===== Exercise data =====
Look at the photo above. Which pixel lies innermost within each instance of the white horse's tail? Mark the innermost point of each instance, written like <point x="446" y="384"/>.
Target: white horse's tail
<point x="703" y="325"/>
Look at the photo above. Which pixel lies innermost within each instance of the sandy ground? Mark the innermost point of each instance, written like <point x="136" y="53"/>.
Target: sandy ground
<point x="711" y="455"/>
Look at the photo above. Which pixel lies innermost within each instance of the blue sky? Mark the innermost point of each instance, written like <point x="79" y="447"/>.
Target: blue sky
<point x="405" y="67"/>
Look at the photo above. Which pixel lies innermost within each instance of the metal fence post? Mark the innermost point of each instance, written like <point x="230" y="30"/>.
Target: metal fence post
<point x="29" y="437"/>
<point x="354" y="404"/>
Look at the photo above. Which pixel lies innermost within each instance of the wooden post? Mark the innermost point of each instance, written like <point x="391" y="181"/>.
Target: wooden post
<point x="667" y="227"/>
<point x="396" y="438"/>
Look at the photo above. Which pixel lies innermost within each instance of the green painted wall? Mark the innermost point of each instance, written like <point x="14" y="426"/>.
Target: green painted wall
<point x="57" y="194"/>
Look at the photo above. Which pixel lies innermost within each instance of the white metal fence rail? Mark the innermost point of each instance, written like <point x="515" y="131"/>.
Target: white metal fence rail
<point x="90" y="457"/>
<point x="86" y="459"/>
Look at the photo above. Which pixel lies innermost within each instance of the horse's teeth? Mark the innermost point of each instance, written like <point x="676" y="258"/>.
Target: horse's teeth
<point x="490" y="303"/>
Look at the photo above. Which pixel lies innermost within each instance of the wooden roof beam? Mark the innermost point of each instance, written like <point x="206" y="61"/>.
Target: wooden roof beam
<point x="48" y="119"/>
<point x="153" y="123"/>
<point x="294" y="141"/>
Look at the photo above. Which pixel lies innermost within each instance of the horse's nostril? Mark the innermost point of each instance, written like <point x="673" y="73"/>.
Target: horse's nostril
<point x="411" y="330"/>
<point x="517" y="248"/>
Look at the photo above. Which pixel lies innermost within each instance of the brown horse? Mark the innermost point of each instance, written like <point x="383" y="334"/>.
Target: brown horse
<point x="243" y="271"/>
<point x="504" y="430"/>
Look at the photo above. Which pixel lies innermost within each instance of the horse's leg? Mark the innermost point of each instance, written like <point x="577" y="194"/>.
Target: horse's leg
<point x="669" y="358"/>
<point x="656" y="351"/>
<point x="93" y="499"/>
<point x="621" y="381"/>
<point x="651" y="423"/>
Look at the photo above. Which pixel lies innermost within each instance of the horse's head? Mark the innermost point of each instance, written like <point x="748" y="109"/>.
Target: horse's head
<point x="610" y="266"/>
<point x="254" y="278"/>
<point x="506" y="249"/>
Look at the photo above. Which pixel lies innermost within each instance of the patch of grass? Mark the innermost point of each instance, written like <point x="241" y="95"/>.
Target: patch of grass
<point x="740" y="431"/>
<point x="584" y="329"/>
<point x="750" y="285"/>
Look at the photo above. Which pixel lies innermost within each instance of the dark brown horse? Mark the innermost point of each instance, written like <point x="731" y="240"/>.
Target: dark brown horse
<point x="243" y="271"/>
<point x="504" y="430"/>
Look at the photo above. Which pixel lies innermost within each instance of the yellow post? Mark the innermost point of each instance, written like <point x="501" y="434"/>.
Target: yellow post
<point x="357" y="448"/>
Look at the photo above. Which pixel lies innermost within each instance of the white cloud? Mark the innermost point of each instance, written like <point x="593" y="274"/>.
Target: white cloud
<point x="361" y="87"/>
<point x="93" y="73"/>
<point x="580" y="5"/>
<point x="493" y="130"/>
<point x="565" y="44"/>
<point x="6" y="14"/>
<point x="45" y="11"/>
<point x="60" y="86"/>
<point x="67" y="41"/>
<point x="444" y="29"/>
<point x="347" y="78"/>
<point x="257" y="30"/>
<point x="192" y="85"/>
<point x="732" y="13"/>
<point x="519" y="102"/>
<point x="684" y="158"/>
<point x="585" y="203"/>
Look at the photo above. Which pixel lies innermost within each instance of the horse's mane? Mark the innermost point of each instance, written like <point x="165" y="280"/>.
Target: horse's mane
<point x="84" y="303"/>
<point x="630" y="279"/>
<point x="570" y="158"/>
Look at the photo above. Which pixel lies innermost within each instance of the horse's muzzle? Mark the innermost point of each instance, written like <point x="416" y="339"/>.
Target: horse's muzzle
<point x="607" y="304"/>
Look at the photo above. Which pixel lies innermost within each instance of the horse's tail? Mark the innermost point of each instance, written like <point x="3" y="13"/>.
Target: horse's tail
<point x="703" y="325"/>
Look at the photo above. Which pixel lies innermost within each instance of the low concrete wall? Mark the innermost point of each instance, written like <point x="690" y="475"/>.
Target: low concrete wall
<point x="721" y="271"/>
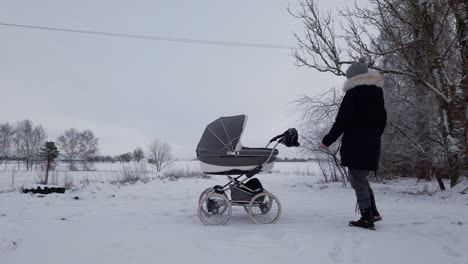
=====
- _Directions_
Go to the line in the material above that contains "Target: horse's nostril" and copy exactly from there through the line that contains "of the brown", stopping after it.

- _Solved exercise_
Target: horse's nostril
<point x="411" y="330"/>
<point x="517" y="248"/>
Look at the photo above. Which pixel lies innermost within each instance of the brown horse? Mark the innermost point of each instance, written like <point x="383" y="334"/>.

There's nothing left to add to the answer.